> **TASK**
Go through the entries below and retype them exactly, omitting each picture.

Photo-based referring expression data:
——

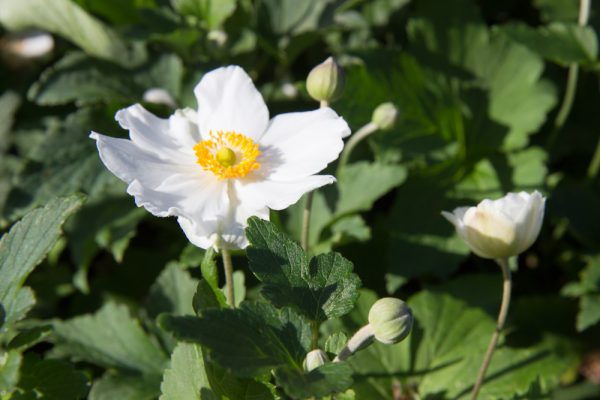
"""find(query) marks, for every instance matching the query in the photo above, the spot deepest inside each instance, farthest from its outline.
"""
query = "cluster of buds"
(390, 321)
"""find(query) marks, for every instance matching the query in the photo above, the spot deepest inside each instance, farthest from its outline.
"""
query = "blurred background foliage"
(483, 89)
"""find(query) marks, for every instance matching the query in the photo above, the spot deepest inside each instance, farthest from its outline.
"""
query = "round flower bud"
(385, 116)
(391, 320)
(500, 228)
(314, 359)
(326, 81)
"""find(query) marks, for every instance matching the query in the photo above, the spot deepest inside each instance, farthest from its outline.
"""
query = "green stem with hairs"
(228, 268)
(506, 291)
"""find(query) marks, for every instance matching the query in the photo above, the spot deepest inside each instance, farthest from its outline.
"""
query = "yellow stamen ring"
(227, 154)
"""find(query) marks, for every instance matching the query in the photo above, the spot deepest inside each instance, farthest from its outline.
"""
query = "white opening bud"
(385, 116)
(391, 320)
(500, 228)
(314, 359)
(325, 82)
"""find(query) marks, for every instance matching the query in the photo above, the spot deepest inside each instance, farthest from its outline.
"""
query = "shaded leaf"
(322, 381)
(24, 247)
(320, 288)
(112, 339)
(250, 340)
(67, 19)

——

> **ANSWER FOR THE TASK**
"""find(query) marks, for every instance matching the query in the photo above, the spot deepest inside each instance, farthest from its outline.
"""
query = "cluster of buds"
(390, 321)
"""find(query) marks, for every instance matching the query in the photo above, the spot deepest inside each instance, farthest from its outline.
"""
query = "blurred background foliage"
(483, 89)
"""find(query) marks, for every instance matching the query in the photo above, the spot deepest inside each instance, farthest from its outline.
"""
query = "round flower bud"
(385, 116)
(391, 320)
(500, 228)
(314, 359)
(326, 81)
"""find(query) marks, for every instance matching the query in the photo above, the spot deepest inside each instance, farthest from its outline.
"""
query = "green stem with hairs"
(228, 268)
(506, 291)
"""find(query) marks, for every instance matching the query in the photo above, the spot deepest inside each instance, farthest from its outline.
"""
query = "yellow stamen ring"
(227, 154)
"""find(query) marks, for every instance matching the query in the photo above, the spot deepest inside each instance, farthest from its outline.
"""
query = "white opening bud"
(385, 116)
(391, 320)
(500, 228)
(314, 359)
(325, 82)
"""find(query) marks, for every instance matching the query in the photo above, the spot deepest inside each instance, farthest from its outline.
"""
query = "shaded leaf"
(322, 381)
(24, 247)
(320, 288)
(112, 339)
(250, 340)
(67, 19)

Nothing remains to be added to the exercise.